> [Requirements] Please pull out, word for word, every line of the entries below from the very first one through the line that contains "column 90, row 298".

> [Dataset records]

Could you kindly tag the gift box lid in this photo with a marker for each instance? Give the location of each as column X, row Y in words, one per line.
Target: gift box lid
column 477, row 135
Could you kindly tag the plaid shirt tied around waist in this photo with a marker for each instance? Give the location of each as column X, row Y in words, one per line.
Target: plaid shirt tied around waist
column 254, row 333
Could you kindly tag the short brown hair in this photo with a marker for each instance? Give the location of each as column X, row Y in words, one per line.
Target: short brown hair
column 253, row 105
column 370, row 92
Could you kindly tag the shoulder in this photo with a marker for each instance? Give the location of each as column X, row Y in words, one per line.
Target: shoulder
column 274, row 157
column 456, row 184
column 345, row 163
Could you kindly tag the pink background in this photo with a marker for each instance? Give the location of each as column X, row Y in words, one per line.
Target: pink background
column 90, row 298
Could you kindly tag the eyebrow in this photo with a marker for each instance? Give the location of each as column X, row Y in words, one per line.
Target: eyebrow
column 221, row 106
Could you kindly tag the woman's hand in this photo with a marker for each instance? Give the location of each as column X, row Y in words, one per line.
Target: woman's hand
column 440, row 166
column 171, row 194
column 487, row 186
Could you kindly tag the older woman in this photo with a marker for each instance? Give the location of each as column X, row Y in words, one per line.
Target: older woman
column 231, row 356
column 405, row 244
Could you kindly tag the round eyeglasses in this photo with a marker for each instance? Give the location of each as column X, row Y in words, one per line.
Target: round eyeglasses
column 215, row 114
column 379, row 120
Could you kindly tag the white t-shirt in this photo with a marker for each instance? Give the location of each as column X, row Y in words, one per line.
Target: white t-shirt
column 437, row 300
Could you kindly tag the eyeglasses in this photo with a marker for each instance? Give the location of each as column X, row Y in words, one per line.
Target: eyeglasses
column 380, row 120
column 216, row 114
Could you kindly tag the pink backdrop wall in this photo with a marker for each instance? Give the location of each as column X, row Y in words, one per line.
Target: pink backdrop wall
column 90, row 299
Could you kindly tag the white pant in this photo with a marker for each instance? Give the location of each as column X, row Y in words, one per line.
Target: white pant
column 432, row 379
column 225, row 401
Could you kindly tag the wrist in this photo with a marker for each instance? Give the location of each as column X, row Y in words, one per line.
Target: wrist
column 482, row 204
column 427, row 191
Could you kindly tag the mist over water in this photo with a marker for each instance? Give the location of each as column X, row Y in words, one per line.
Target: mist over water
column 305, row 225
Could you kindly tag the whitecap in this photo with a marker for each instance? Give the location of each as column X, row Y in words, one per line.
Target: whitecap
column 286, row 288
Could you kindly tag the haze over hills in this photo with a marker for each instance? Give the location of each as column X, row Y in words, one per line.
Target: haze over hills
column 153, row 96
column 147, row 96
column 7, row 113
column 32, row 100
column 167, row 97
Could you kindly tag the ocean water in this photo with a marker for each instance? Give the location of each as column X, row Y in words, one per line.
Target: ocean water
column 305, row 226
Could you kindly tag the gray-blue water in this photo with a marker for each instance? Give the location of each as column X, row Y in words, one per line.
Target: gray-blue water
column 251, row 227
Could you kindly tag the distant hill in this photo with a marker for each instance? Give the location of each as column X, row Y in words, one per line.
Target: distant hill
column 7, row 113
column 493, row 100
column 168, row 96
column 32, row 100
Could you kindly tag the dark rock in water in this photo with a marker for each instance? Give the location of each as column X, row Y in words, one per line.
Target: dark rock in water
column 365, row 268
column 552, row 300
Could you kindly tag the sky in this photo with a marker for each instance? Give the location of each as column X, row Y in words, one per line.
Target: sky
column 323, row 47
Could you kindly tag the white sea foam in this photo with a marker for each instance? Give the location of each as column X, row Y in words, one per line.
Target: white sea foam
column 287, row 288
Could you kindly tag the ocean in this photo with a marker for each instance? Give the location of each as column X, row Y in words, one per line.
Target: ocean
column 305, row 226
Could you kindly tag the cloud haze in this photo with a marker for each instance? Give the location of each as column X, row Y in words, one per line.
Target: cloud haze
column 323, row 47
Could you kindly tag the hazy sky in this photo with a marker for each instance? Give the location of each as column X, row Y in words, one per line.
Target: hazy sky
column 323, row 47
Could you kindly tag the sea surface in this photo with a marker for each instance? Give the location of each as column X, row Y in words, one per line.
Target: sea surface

> [Worked solution]
Could you kindly tag the gift box lid in this photo with a marker for each instance? Give the location of each as column X, row Y in words, one per line.
Target: gift box lid
column 477, row 135
Could you kindly tag the plaid shirt tied around waist in this photo with a marker for each instance? Give the location of each as column X, row Y in words, one per line.
Target: plaid shirt tied around waist
column 254, row 333
Could you kindly tag the short brown hair in this photo with a marker for each instance? Give the location of each as column X, row Y in words, one per line.
Target: short brown hair
column 253, row 105
column 370, row 92
Could you kindly tag the shoulder in this photo with a marker for each instance? Give the location of each as column X, row Y in words, one per line.
Target: shoulder
column 274, row 157
column 456, row 184
column 345, row 163
Could you kindly tag the pink background in this photo with a marker for each instance? Give the location of each as column X, row Y in words, one per line.
Target: pink background
column 90, row 298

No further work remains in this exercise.